* TEXT SHOWN *
###
Ohio Rep. Al Landis Published: February 1, 2017 5:50 PM

Here in Ohio, the state government has been working hard to combat the opioid addiction crisis in our communities. Recently, I was proud to vote with my fellow legislators and support the passage of Senate Bill 319.
 
Senate Bill 319 tackles many different aspects of the opioid addiction epidemic. A key provision permits naloxone, the opioid overdose reversal medication, to be bought and administered by trained professionals at locations that serve individuals that may be at risk for an opioid overdose. I applaud this endeavor, which will put naloxone in the hands of professional staff in places like schools, universities, probation departments, halfway houses, and homeless shelters in order to help in a time of crisis.
 
One problem in combatting addiction is the lack of access to treatment, especially medication-assisted treatment. Access to methadone, an effective form of medication-assisted treatment, is highly regulated and it can be difficult to obtain a license in order to operate a methadone clinic. Senate Bill 319 lifts the burdensome requirements regarding the licensing procedures for methadone clinics, increasing access to much needed treatment options for all Ohioans.
###
* YOUR GOAL *
According to the text on Senate Bill 319, what does the bill do about methadone clinics? Please answer in one sentence. The entries that follow are separate material with no link to the text above.

Region pointing entries:
###
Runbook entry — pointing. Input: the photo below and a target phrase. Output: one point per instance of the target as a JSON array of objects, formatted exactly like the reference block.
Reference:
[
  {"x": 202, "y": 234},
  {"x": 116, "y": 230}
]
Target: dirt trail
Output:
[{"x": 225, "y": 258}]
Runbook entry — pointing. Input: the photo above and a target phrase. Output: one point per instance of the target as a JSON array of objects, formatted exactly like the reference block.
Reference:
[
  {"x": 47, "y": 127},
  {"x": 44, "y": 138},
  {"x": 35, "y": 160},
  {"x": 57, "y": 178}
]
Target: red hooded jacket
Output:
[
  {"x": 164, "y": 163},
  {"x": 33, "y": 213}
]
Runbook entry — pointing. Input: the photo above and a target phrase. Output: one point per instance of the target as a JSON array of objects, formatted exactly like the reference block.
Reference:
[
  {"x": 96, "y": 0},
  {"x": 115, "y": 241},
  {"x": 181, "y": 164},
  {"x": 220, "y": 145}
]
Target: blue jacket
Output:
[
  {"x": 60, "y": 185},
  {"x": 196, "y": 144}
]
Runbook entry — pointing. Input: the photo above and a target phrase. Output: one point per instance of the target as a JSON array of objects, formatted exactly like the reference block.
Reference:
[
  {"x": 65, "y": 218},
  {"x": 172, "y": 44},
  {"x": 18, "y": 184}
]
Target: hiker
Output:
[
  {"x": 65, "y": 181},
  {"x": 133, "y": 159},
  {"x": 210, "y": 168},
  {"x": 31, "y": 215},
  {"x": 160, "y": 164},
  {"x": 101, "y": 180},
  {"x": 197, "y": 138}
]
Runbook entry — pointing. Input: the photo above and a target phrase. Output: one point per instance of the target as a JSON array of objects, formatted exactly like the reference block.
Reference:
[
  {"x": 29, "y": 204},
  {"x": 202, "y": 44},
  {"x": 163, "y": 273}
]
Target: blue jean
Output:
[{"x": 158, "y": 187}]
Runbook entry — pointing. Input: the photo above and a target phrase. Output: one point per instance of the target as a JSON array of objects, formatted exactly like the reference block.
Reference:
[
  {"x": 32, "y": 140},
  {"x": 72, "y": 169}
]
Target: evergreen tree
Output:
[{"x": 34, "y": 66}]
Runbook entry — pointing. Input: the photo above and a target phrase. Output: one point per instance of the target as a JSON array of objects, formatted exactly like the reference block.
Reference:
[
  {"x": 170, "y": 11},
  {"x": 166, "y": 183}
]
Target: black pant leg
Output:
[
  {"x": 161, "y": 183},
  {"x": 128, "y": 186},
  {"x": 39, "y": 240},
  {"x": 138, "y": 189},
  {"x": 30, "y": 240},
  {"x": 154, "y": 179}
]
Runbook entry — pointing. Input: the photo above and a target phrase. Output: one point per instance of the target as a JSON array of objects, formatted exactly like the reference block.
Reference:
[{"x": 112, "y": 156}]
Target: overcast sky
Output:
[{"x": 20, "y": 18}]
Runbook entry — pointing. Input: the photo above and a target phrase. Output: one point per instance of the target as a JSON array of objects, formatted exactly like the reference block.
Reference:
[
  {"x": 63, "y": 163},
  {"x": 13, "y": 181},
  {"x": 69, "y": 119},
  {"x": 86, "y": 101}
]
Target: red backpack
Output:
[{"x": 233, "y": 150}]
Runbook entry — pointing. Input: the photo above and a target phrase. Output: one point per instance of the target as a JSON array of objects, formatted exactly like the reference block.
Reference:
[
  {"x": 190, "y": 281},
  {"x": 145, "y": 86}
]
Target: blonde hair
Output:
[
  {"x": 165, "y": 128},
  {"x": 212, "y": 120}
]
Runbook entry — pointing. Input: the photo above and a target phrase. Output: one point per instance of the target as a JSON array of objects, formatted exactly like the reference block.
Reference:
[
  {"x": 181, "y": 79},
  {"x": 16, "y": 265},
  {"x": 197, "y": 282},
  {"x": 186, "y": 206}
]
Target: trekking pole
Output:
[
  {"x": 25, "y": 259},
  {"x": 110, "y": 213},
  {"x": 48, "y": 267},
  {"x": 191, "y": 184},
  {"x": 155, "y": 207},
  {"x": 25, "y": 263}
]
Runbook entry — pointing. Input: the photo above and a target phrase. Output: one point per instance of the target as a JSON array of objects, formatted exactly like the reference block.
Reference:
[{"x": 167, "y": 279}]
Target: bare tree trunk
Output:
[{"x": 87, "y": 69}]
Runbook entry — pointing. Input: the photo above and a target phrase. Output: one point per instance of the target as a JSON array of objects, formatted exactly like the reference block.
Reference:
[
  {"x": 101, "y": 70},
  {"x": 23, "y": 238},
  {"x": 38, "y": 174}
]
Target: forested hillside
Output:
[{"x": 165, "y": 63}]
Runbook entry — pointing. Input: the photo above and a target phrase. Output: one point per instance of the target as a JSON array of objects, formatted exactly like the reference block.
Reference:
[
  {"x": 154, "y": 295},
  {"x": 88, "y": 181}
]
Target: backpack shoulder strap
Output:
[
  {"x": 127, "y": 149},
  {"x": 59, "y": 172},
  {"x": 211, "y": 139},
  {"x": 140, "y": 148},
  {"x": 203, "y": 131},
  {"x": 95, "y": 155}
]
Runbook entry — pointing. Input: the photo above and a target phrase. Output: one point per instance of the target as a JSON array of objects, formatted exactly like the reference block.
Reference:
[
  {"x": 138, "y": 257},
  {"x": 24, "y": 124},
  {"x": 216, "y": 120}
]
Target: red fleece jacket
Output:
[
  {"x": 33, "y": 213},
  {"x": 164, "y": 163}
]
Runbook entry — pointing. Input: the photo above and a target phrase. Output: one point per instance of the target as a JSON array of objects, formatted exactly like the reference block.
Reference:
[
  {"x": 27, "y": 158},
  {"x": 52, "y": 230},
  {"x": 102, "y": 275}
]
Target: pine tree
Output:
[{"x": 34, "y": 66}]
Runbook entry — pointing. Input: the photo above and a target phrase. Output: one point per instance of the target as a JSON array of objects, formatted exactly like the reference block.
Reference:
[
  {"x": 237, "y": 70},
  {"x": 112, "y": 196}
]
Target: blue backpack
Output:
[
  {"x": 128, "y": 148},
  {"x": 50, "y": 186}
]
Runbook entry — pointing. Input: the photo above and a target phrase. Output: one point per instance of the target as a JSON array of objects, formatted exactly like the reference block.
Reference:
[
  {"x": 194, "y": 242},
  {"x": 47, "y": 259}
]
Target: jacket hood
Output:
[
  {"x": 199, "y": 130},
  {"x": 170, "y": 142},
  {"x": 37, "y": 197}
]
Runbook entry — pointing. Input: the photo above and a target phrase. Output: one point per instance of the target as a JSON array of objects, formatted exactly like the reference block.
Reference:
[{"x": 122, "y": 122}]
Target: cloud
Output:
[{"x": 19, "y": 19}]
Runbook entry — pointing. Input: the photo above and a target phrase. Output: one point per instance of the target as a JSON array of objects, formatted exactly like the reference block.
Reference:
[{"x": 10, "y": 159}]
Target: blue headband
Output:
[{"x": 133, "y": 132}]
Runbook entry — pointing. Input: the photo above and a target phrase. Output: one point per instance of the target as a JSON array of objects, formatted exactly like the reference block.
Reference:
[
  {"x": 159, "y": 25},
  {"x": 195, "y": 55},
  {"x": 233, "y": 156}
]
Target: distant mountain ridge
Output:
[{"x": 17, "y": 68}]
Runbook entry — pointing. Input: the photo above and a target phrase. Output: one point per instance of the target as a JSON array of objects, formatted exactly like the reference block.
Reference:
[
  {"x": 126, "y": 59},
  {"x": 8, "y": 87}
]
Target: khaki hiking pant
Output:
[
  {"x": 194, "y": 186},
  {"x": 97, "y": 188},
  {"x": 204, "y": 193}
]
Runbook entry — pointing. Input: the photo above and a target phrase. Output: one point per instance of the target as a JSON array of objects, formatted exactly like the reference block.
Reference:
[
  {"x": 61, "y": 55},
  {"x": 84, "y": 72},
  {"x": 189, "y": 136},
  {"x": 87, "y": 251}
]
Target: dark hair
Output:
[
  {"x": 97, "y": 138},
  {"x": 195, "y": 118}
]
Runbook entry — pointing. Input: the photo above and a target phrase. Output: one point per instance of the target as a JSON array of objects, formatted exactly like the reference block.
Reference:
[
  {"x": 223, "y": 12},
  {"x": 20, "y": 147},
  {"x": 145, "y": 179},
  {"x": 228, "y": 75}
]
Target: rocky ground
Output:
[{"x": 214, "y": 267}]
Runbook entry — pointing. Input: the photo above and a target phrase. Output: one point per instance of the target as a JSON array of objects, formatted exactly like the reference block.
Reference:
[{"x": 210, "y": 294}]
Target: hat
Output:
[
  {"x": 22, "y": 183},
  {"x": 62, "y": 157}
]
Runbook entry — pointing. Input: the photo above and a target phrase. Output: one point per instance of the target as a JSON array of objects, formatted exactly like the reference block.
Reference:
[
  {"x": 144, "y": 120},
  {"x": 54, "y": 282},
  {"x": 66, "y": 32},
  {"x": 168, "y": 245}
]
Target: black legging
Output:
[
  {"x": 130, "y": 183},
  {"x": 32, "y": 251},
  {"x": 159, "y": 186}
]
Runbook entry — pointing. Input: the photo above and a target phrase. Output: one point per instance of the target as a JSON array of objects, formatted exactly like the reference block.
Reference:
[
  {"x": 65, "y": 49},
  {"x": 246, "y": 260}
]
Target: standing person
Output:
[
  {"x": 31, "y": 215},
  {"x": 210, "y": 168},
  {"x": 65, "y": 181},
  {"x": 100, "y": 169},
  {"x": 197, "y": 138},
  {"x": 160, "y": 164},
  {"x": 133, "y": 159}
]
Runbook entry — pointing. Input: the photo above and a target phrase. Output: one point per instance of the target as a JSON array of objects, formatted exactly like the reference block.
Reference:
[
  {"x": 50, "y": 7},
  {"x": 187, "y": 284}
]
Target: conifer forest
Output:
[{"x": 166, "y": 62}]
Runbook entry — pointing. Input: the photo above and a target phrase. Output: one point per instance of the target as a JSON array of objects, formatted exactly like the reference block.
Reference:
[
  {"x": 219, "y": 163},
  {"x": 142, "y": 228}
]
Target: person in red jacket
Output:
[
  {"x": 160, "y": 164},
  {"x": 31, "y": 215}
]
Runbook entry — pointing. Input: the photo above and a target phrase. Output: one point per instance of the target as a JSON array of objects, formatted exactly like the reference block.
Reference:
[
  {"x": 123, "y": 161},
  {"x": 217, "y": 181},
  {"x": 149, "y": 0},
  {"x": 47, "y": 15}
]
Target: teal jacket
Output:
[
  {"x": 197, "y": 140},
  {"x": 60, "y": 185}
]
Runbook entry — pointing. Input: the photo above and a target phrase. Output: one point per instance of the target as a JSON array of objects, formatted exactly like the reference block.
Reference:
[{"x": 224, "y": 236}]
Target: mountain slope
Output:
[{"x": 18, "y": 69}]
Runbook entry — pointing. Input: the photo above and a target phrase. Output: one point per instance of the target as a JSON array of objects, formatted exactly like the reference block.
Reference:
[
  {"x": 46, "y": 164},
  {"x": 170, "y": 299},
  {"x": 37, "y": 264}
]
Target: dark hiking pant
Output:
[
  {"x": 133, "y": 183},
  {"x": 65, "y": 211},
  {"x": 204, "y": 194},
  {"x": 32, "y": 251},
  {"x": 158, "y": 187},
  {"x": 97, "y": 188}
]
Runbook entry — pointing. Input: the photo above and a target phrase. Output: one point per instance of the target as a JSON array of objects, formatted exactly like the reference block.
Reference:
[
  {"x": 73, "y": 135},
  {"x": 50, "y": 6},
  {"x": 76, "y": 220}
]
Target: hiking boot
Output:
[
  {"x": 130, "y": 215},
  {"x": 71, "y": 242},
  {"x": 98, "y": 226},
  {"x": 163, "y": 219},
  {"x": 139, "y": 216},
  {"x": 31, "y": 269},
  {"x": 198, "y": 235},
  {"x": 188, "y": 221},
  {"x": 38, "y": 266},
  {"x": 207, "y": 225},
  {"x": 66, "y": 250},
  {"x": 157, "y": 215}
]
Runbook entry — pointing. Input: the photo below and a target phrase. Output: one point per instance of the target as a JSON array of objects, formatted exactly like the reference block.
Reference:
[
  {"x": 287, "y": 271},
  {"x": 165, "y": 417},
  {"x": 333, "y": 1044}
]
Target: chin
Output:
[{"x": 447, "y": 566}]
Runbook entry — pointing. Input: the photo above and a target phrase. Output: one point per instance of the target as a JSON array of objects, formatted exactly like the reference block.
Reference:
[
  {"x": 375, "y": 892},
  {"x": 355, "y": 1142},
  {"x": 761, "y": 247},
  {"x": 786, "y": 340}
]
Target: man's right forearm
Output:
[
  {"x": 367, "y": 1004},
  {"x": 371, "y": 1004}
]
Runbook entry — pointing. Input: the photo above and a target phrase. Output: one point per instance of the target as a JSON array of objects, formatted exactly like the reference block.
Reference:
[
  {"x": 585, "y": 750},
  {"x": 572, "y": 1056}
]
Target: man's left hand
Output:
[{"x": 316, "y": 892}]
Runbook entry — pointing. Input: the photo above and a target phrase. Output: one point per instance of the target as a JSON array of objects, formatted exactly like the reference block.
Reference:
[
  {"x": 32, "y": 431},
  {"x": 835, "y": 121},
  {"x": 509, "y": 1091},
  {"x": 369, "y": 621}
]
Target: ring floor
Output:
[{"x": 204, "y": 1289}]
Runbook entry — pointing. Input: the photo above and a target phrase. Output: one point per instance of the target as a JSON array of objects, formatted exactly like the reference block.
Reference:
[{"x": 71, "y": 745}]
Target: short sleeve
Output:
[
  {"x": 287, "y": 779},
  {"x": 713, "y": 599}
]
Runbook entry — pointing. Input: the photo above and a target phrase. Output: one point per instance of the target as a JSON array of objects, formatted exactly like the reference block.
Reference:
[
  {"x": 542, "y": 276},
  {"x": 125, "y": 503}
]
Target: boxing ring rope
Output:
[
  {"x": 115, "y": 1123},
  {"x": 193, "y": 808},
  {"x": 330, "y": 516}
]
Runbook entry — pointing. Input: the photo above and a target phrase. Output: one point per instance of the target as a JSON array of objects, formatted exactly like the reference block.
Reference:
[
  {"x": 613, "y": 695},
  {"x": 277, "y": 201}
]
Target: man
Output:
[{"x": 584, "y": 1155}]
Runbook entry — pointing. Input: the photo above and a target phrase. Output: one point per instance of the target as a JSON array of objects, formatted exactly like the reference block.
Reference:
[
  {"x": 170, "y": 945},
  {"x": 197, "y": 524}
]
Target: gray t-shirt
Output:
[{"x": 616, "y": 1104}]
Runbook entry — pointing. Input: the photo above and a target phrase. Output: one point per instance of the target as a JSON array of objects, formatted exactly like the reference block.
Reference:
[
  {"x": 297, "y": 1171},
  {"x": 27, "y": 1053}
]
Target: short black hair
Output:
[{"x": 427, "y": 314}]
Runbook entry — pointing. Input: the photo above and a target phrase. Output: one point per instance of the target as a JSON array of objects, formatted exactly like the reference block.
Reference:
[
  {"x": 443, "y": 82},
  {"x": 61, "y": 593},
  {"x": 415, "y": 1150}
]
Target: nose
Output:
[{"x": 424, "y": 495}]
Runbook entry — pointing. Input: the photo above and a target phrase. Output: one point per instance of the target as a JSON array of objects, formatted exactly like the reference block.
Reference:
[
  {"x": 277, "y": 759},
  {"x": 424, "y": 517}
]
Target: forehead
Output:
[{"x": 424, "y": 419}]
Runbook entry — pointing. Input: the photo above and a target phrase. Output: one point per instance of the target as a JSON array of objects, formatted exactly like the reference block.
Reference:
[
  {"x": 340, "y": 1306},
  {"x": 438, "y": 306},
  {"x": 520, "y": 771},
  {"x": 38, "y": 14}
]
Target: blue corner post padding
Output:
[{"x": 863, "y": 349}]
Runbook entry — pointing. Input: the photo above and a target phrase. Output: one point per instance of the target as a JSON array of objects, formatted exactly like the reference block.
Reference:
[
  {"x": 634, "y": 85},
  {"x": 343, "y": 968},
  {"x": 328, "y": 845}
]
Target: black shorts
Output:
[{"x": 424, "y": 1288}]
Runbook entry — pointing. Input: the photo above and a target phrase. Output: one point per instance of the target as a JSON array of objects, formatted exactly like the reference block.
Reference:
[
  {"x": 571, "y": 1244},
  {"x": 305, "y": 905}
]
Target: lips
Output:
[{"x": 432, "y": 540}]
###
* RESULT *
It lifts the burdensome requirements for licensing methadone clinics, which increases access to treatment.